§ Directions for this task
Copy the entries from the very first line through the line containing "81), (42, 63)]", requests included, and raise every coordinate in the answer outlines by 3. Leave all other numbers unchanged.
— start Dataset content —
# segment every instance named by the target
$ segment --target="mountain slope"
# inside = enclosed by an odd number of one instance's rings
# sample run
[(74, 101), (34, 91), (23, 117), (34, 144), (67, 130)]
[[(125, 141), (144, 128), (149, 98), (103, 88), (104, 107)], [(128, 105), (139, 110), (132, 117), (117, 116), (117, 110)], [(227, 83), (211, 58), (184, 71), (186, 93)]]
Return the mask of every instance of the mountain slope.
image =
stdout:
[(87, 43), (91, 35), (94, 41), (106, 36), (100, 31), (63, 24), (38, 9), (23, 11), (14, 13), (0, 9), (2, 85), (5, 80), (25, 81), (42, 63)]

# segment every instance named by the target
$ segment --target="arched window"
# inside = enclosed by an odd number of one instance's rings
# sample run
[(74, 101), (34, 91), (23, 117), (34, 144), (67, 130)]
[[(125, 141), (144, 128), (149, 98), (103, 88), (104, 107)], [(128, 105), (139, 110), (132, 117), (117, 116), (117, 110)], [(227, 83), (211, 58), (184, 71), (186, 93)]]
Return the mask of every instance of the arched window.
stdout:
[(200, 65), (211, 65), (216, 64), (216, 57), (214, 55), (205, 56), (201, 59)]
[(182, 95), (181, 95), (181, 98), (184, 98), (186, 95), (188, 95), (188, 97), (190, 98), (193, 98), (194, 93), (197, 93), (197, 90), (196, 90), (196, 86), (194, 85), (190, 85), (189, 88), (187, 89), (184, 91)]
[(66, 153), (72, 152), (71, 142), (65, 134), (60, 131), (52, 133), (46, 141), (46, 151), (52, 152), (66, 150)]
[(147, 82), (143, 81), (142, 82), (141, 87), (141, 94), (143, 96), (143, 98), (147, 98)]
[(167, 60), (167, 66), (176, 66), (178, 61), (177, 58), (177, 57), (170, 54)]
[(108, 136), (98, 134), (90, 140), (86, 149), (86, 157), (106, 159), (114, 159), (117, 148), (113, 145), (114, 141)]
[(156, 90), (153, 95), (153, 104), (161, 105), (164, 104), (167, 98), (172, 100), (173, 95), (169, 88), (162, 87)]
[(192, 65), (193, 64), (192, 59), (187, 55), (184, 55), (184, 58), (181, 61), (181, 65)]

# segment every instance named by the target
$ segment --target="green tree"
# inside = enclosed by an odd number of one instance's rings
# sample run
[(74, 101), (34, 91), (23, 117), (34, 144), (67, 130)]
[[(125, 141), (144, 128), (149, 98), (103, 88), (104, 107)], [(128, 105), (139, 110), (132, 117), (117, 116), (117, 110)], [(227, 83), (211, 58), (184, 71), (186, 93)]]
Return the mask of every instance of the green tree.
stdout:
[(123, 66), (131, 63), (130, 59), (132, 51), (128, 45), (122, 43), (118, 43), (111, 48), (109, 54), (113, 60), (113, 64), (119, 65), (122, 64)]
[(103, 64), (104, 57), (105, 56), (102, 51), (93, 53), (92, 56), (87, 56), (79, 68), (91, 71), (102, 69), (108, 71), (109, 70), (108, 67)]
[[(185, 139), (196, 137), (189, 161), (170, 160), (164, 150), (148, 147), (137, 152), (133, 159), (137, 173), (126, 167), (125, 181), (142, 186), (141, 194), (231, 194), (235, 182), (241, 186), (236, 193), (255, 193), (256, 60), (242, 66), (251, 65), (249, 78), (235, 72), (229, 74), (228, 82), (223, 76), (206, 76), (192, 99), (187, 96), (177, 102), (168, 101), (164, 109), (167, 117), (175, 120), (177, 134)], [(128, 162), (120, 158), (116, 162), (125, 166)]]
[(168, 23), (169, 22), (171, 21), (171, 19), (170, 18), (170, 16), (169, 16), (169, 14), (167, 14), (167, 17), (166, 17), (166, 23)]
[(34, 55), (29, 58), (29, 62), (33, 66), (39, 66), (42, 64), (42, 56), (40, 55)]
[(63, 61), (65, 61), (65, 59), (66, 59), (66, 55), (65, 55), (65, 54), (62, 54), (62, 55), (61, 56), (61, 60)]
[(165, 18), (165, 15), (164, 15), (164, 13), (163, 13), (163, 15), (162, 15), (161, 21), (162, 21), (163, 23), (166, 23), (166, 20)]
— end Dataset content —
§ Solution for this task
# segment every instance named by the target
$ segment --target="mountain slope"
# inside = enclosed by an odd number of one instance's rings
# sample run
[(74, 101), (34, 91), (23, 117), (34, 144), (67, 130)]
[[(125, 141), (144, 128), (149, 98), (103, 88), (104, 107)], [(128, 105), (139, 110), (132, 117), (117, 116), (117, 110)], [(227, 83), (211, 58), (184, 71), (186, 93)]]
Return the mask of every instance of the mountain slope.
image =
stdout:
[(90, 46), (94, 38), (97, 44), (109, 39), (103, 34), (66, 27), (41, 12), (26, 14), (17, 16), (3, 12), (5, 88), (8, 83), (28, 84), (45, 66)]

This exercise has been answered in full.